• Directions:
Count how many of the lines below contain the word "concrete". Reply with the number alone.

• Input data:
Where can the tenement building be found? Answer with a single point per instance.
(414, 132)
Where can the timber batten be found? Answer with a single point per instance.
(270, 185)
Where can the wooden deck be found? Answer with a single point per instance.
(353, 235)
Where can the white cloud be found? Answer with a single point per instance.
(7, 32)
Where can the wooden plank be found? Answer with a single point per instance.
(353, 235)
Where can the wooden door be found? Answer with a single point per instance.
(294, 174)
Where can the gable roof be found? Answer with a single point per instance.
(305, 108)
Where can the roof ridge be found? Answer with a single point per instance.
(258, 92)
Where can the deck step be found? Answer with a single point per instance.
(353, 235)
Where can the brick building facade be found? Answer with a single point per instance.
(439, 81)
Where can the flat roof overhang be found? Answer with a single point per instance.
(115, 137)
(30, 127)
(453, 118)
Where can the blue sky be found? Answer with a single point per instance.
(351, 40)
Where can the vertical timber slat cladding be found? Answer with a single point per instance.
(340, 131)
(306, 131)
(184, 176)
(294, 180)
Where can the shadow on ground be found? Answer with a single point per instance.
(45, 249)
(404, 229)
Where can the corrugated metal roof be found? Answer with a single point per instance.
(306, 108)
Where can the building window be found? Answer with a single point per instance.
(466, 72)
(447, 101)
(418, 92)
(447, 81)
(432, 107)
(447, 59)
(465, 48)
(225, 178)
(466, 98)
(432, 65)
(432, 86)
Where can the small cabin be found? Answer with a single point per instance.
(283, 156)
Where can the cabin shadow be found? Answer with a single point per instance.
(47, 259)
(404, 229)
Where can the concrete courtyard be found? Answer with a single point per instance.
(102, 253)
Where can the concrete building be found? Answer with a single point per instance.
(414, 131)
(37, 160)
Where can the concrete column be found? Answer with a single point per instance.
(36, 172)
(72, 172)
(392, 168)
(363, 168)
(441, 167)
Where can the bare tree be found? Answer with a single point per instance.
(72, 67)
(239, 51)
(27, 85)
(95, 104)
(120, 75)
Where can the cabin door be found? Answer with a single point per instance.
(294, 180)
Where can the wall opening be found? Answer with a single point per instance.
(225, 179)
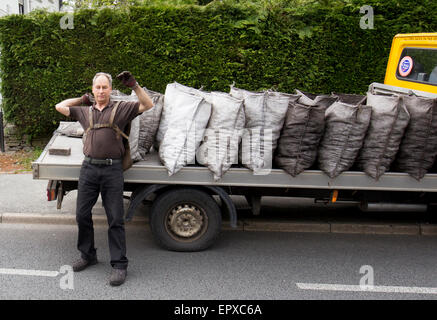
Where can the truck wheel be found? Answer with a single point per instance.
(185, 220)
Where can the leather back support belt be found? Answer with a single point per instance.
(107, 162)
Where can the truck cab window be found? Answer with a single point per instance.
(418, 65)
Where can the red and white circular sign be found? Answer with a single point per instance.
(405, 66)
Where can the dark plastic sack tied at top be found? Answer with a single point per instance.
(145, 127)
(418, 148)
(388, 122)
(302, 131)
(265, 114)
(346, 127)
(219, 148)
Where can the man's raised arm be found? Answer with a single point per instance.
(128, 80)
(64, 106)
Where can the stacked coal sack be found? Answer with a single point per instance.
(219, 149)
(303, 128)
(388, 122)
(346, 127)
(144, 127)
(265, 115)
(184, 119)
(418, 148)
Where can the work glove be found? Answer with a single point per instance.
(128, 79)
(87, 99)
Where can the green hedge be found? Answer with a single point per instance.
(313, 47)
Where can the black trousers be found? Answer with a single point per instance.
(108, 181)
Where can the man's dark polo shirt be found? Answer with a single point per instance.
(102, 143)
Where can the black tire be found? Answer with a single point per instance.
(185, 219)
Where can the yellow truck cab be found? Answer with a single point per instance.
(412, 62)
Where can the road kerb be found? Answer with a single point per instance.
(246, 224)
(428, 230)
(57, 219)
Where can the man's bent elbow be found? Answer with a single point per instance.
(64, 110)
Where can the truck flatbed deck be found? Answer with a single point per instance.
(151, 171)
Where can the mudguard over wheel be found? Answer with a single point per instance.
(185, 219)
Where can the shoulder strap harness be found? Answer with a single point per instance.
(111, 123)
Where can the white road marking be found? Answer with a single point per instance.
(357, 288)
(23, 272)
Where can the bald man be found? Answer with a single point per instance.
(102, 170)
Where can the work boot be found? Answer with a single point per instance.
(82, 264)
(118, 276)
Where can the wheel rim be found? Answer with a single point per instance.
(186, 222)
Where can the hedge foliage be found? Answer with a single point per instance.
(317, 46)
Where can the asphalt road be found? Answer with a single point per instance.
(241, 265)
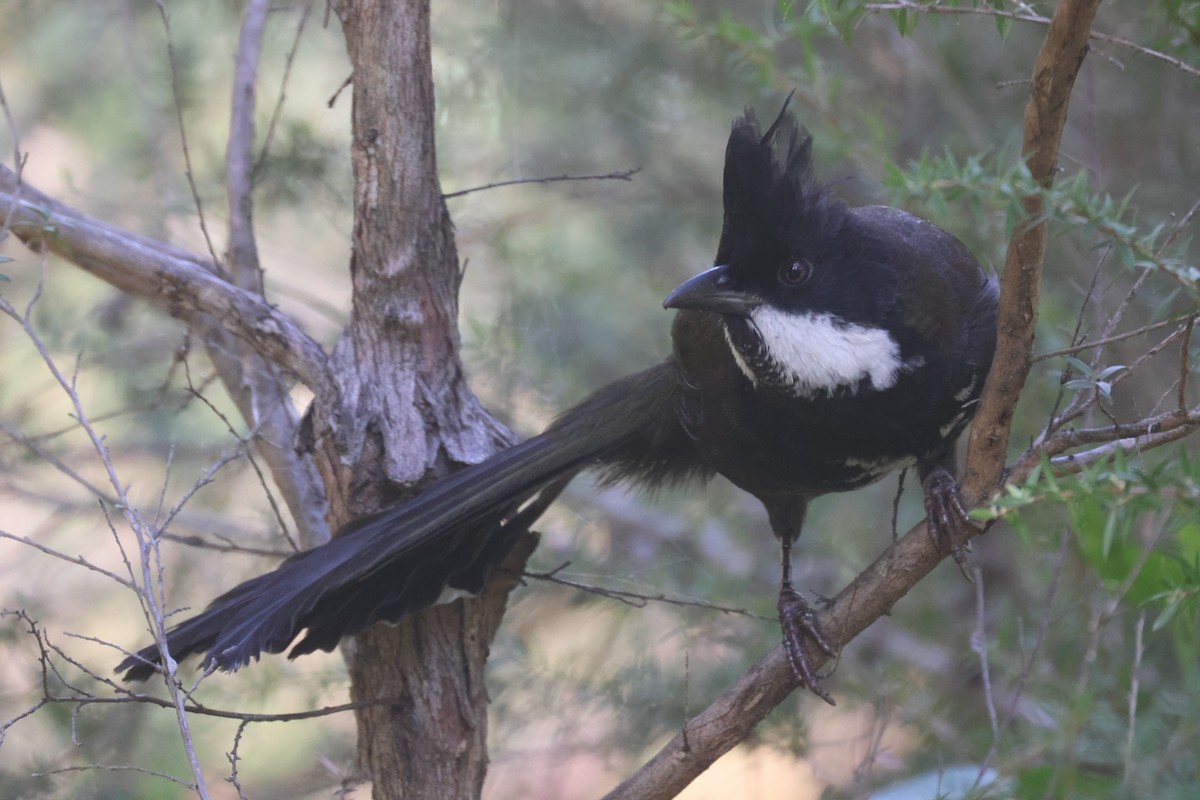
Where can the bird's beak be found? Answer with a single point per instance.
(712, 290)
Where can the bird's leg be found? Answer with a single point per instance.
(947, 517)
(797, 620)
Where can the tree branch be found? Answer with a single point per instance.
(255, 383)
(171, 278)
(1045, 115)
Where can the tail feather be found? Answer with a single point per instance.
(397, 561)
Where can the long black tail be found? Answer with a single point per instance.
(397, 561)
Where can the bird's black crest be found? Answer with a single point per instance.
(771, 194)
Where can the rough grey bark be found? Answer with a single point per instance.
(403, 411)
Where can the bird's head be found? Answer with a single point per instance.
(807, 306)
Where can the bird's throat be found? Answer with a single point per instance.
(813, 354)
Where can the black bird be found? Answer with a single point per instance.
(827, 348)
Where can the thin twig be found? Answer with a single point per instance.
(979, 644)
(1134, 684)
(622, 175)
(183, 131)
(277, 112)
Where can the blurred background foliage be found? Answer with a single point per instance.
(1085, 606)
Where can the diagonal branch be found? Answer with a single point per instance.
(735, 714)
(171, 278)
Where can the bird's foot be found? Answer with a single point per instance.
(947, 518)
(798, 620)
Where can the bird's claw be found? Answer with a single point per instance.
(798, 620)
(947, 518)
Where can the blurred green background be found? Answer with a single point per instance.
(563, 292)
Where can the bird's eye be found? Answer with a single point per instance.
(795, 272)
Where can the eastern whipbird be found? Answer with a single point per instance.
(827, 348)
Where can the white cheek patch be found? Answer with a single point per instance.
(817, 353)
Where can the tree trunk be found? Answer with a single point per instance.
(405, 413)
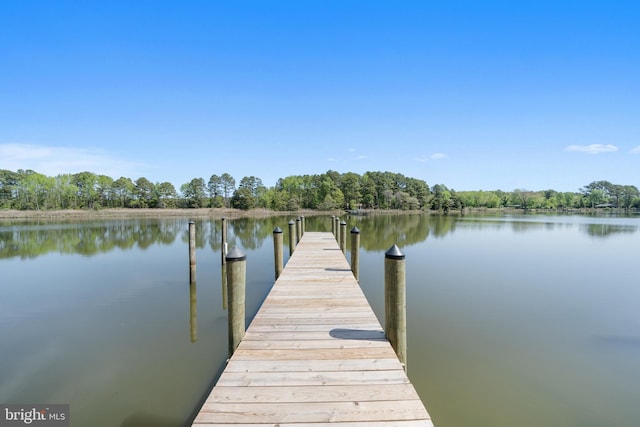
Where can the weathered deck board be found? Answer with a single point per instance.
(314, 355)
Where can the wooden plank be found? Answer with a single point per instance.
(292, 412)
(356, 393)
(413, 423)
(314, 355)
(313, 365)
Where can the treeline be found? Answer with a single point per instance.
(30, 190)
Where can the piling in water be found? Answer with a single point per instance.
(278, 256)
(223, 269)
(343, 237)
(193, 310)
(192, 244)
(292, 237)
(355, 252)
(236, 281)
(395, 302)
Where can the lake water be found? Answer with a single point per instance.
(513, 320)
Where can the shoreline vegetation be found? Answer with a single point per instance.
(373, 192)
(230, 213)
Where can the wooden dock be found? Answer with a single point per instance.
(314, 355)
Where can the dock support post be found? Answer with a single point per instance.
(278, 255)
(292, 237)
(395, 302)
(355, 252)
(192, 283)
(236, 279)
(223, 250)
(223, 269)
(193, 309)
(192, 245)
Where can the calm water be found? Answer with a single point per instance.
(514, 321)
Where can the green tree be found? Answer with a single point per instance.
(228, 186)
(195, 192)
(86, 184)
(123, 191)
(166, 195)
(144, 193)
(214, 188)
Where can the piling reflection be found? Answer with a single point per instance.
(378, 232)
(193, 308)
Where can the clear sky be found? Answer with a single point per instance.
(471, 94)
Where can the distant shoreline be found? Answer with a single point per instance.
(86, 214)
(151, 213)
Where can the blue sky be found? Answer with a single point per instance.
(471, 94)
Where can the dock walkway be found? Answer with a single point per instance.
(314, 355)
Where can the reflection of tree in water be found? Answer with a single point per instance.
(607, 230)
(86, 238)
(377, 232)
(380, 232)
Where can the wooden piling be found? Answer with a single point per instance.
(292, 237)
(192, 244)
(278, 256)
(236, 280)
(395, 302)
(223, 243)
(355, 252)
(193, 310)
(223, 269)
(192, 283)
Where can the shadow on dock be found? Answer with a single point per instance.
(357, 334)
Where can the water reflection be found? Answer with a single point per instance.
(378, 232)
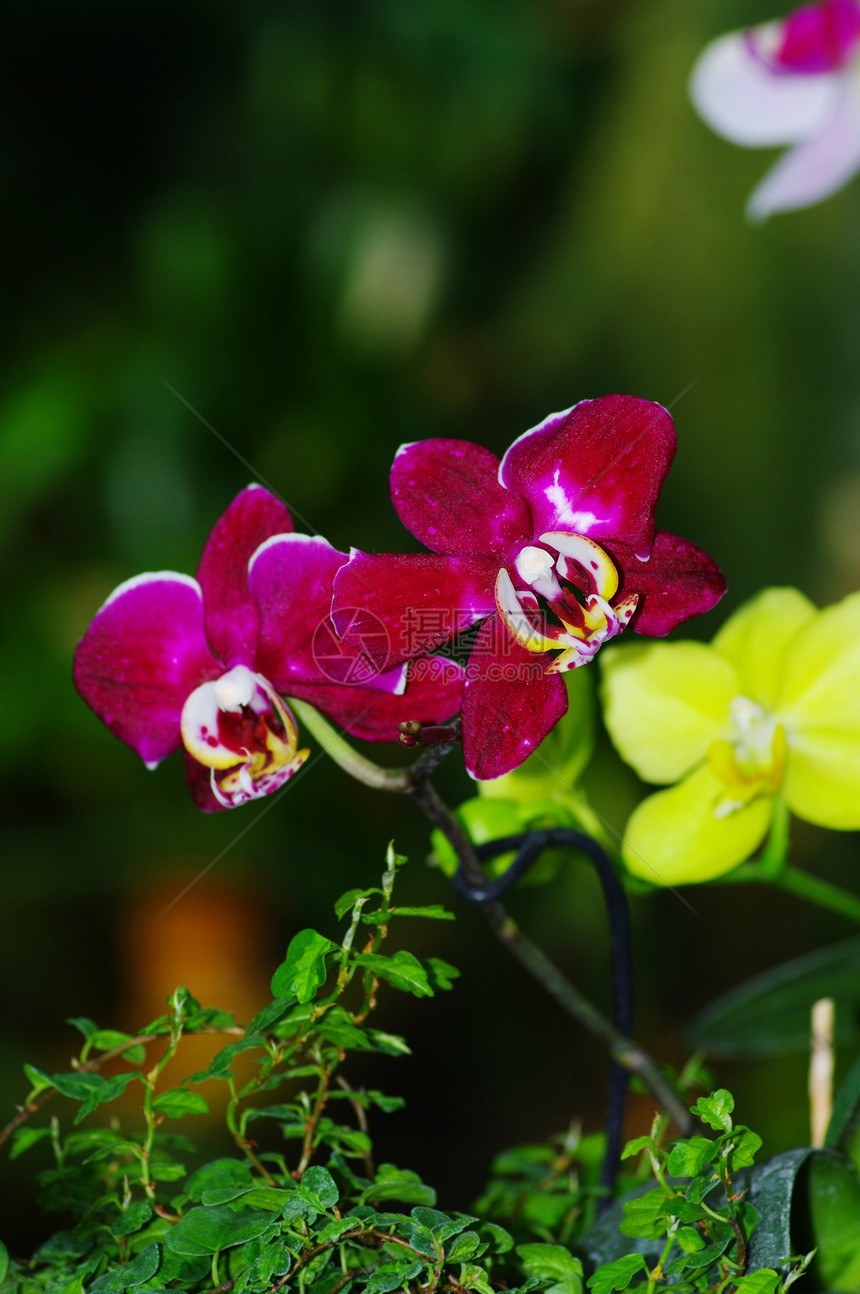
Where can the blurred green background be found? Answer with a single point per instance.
(334, 228)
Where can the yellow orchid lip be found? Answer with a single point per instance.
(753, 761)
(583, 625)
(239, 729)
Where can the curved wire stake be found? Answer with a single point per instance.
(529, 846)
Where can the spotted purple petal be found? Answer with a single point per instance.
(448, 493)
(510, 703)
(141, 657)
(433, 694)
(230, 615)
(395, 607)
(595, 470)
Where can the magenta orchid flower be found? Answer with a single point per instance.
(203, 664)
(794, 82)
(554, 548)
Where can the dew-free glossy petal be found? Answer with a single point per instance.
(448, 493)
(510, 701)
(595, 470)
(395, 607)
(678, 581)
(230, 616)
(291, 580)
(817, 167)
(674, 839)
(433, 695)
(141, 657)
(744, 101)
(665, 703)
(820, 708)
(758, 638)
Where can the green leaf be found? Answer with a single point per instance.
(846, 1110)
(402, 971)
(216, 1175)
(440, 973)
(764, 1281)
(645, 1215)
(401, 1184)
(128, 1275)
(179, 1101)
(322, 1185)
(39, 1082)
(304, 968)
(833, 1195)
(207, 1231)
(689, 1157)
(132, 1218)
(745, 1147)
(25, 1138)
(715, 1109)
(270, 1015)
(618, 1275)
(770, 1015)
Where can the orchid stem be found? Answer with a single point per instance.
(622, 1050)
(349, 760)
(823, 893)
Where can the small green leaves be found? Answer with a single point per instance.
(715, 1109)
(554, 1266)
(618, 1275)
(304, 968)
(179, 1101)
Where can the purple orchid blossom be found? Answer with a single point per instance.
(793, 82)
(202, 664)
(554, 548)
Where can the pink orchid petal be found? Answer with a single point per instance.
(678, 581)
(141, 657)
(448, 493)
(595, 470)
(820, 38)
(395, 606)
(230, 616)
(291, 579)
(817, 167)
(746, 102)
(510, 701)
(433, 694)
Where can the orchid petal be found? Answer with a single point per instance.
(433, 694)
(395, 607)
(746, 102)
(674, 836)
(665, 703)
(230, 616)
(141, 657)
(291, 579)
(819, 38)
(758, 638)
(448, 493)
(510, 703)
(675, 582)
(817, 167)
(595, 470)
(820, 708)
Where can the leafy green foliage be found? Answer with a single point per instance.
(304, 1206)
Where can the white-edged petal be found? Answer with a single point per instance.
(817, 167)
(744, 101)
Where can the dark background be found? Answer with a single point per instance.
(334, 228)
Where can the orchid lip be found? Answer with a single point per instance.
(239, 729)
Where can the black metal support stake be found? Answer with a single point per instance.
(529, 846)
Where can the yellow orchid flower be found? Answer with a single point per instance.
(768, 712)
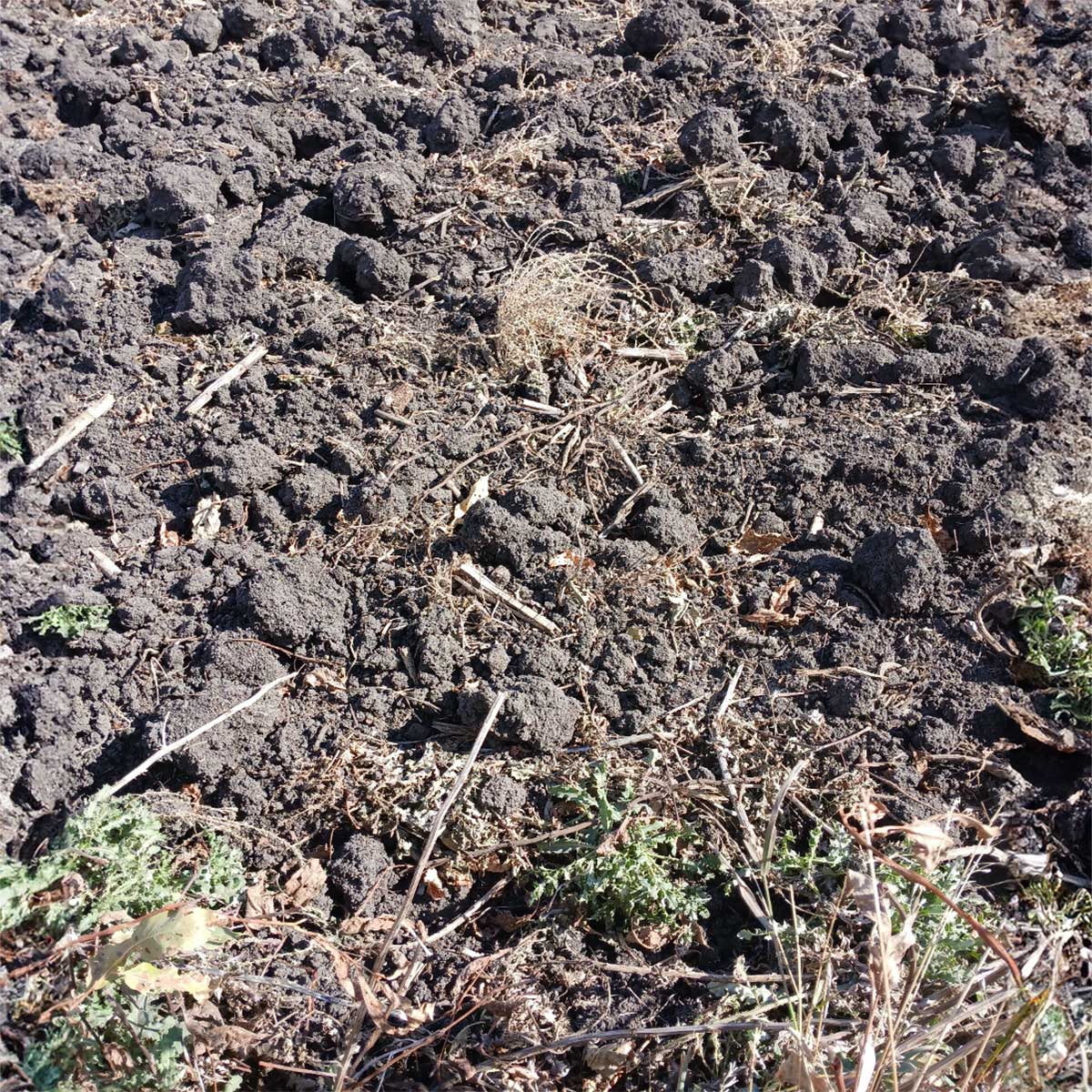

• Result of the exercise:
3